> [What is required]:
Below is a listing. Write out exactly its lines between the one holding "Target: orange-brown wood" and the one holding "[pin] flower cluster", inclusive.

> [Dataset excerpts]:
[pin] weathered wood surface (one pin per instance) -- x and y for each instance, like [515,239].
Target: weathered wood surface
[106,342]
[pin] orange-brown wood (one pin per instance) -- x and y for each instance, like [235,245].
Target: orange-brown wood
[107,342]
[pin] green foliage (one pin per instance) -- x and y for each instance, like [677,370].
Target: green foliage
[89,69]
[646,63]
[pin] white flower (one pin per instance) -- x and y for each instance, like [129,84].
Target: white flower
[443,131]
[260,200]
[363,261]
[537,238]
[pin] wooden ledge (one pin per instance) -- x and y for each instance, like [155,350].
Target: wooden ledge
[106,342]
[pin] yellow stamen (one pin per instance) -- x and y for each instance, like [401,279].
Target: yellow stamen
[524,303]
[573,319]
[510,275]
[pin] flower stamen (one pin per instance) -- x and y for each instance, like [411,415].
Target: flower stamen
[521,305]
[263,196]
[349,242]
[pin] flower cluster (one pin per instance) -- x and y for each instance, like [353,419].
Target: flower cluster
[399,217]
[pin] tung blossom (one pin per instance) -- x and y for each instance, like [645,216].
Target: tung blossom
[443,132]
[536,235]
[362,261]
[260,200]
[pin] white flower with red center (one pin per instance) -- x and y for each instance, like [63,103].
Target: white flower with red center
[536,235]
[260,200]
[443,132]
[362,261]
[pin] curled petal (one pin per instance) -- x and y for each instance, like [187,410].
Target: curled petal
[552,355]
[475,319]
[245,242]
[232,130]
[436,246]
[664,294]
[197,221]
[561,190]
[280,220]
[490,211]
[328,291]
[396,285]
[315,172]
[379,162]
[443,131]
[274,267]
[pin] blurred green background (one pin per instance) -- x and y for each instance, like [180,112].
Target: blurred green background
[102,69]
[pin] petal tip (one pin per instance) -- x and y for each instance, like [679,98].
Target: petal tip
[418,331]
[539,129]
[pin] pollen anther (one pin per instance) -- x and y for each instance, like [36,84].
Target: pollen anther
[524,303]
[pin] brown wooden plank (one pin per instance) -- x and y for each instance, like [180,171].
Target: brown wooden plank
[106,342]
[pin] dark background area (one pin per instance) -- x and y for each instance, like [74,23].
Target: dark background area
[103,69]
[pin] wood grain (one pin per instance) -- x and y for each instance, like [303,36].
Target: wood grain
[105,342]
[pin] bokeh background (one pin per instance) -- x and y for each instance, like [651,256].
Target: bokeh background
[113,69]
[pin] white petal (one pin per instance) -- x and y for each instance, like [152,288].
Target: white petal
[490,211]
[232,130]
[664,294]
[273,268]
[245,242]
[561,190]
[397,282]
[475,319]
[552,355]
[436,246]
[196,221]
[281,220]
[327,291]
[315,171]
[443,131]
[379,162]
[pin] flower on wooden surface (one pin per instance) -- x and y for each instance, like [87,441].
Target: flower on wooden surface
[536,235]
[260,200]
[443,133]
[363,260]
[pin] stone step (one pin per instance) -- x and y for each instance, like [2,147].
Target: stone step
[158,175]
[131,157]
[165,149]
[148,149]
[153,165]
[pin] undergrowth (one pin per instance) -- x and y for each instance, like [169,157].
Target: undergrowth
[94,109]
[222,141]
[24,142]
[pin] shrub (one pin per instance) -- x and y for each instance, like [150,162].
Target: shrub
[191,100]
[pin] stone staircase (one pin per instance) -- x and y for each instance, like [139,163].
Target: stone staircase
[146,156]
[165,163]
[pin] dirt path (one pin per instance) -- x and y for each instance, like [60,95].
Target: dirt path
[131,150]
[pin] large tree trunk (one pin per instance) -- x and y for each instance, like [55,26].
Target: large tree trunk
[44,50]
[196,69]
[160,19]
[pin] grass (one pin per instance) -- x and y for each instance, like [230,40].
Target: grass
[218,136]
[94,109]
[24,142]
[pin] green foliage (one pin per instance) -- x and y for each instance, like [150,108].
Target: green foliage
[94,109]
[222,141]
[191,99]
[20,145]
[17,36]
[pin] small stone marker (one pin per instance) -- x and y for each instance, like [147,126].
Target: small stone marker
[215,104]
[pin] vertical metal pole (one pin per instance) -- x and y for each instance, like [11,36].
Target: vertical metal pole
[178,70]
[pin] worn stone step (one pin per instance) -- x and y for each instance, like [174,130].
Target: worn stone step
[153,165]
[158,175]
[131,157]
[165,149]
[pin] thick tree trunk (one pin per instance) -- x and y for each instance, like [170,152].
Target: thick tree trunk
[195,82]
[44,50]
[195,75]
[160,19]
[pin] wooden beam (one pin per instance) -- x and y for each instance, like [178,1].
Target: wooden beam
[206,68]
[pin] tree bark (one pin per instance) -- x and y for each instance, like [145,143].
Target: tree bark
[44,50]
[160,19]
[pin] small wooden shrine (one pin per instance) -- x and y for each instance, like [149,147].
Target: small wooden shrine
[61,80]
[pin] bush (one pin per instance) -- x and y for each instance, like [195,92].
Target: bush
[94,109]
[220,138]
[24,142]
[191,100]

> [Answer to the problem]:
Target: orange-brown wood
[107,342]
[pin] green foliage (one pin per instance) -- x and y for each instance, like [677,370].
Target: green foliage
[89,69]
[646,63]
[pin] white flower (one pin per instance) -- x and y for each instance, like [129,84].
Target: white flower
[443,131]
[260,200]
[363,261]
[537,238]
[pin] wooden ledge (one pin per instance) -- x and y for each instance, like [155,350].
Target: wooden ledge
[106,342]
[pin] yellow stamen (one pin per instance) -- x and y for each instance, like [401,279].
Target: yellow stamen
[524,303]
[573,319]
[510,275]
[pin] flower stamen (one pin per instance) -- x and y for each instance, like [411,415].
Target: flower stamen
[521,305]
[263,196]
[349,242]
[pin] flower cluster (one pin per instance) -- x and y for each instance, like [353,419].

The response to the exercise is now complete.